>> start Passage

Live updates: Follow the latest news on Cop28
Cop28 has begun work on one of its central tasks: delivering a verdict on global climate policy that must be agreed by almost 200 countries.
A first working draft was circulated on Friday of the first “global stocktake”, which will set out how close we are to limiting global warming to 1.5°C and outline what more needs to be done.
The 12-page text of “building blocks” is a rough starting point for the two weeks of talks in the UAE.
It leaves key issues open and is sure to go through many revisions.
Still, it was welcomed as a useful opening salvo in which “all the ingredients are there”, as countries began giving their first reactions to the text at Dubai’s Expo City.
The draft text for the global stocktake:
· Says that countries are “not collectively on track to achieve the goals of the Paris Agreement”, which set the 1.5°C goal
· Notes with “significant concern” that there is a rapidly narrowing window to take the action needed to keep 1.5°C alive
· Leaves several options open on the table on the key energy debate, including a “phase-down/out [of] fossil fuels” and a “phase-down/out/no new coal”

>> end Passage

Tasks to complete:
[A] In the Cop28 live updates, give the passage again starting at "A first working" and ending at "in the UAE.", but update it by replacing "two weeks" with "twelve days".
[B] According to the Cop28 live updates, how many pages long is the text of "building blocks"?

>> start Given entries

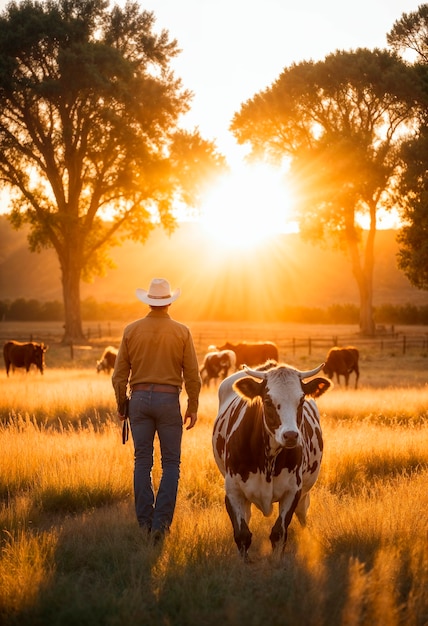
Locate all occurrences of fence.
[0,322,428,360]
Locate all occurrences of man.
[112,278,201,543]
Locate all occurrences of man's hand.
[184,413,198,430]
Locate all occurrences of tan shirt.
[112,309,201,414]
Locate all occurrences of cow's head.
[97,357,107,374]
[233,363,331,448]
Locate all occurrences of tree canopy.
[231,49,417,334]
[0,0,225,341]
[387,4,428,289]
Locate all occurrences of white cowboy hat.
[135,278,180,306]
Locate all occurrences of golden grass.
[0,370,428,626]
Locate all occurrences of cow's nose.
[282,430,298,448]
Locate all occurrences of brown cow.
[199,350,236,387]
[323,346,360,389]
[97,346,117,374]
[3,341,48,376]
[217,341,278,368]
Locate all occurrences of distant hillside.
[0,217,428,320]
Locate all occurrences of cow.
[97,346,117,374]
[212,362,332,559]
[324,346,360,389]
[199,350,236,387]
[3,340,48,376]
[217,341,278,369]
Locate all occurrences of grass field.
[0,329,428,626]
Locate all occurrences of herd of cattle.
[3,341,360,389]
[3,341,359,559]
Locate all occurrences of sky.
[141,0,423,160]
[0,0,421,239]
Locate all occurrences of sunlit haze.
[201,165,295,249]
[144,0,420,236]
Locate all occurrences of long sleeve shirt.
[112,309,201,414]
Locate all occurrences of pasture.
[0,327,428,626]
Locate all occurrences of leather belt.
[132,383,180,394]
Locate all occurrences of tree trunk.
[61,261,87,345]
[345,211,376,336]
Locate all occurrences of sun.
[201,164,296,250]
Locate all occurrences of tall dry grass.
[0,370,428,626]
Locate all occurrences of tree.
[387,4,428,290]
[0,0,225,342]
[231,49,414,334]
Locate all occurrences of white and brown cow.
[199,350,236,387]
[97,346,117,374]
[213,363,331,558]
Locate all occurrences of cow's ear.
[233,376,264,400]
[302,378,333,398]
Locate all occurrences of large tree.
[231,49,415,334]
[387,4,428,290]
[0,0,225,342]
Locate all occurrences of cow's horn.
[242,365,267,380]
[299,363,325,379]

>> end Given entries
>> start Given entries

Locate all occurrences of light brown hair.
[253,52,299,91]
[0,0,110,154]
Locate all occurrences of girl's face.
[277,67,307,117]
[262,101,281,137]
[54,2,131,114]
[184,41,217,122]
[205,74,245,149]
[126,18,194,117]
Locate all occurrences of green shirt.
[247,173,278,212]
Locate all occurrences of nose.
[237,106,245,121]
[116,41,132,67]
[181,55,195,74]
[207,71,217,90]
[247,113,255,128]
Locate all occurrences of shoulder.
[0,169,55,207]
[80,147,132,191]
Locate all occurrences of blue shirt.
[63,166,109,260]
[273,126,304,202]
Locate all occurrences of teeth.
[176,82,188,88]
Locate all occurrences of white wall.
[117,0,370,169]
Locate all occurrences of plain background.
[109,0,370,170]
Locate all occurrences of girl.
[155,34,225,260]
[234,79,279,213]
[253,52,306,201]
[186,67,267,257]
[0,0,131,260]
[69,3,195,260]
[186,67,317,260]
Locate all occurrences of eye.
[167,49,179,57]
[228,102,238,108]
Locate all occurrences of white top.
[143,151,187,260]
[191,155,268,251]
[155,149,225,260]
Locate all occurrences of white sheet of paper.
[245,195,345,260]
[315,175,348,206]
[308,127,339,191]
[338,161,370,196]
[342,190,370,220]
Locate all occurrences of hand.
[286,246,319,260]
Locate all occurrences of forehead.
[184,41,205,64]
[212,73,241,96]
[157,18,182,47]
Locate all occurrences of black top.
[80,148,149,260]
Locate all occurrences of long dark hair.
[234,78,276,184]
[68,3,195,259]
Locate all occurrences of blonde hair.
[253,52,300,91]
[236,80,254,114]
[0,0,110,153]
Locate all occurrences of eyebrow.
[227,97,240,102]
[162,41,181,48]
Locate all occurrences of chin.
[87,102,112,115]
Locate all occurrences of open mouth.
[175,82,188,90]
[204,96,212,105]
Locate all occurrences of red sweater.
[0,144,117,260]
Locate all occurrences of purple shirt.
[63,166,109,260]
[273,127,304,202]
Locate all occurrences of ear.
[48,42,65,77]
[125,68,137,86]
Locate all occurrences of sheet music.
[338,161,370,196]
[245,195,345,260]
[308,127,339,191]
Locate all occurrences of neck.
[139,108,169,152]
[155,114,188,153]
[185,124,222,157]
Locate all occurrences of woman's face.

>> end Given entries

Task-by-task results:
[A]
A first working draft was circulated on Friday of the first “global stocktake”, which will set out how close we are to limiting global warming to 1.5°C and outline what more needs to be done.
The 12-page text of “building blocks” is a rough starting point for the twelve days of talks in the UAE.

[B] 12 pages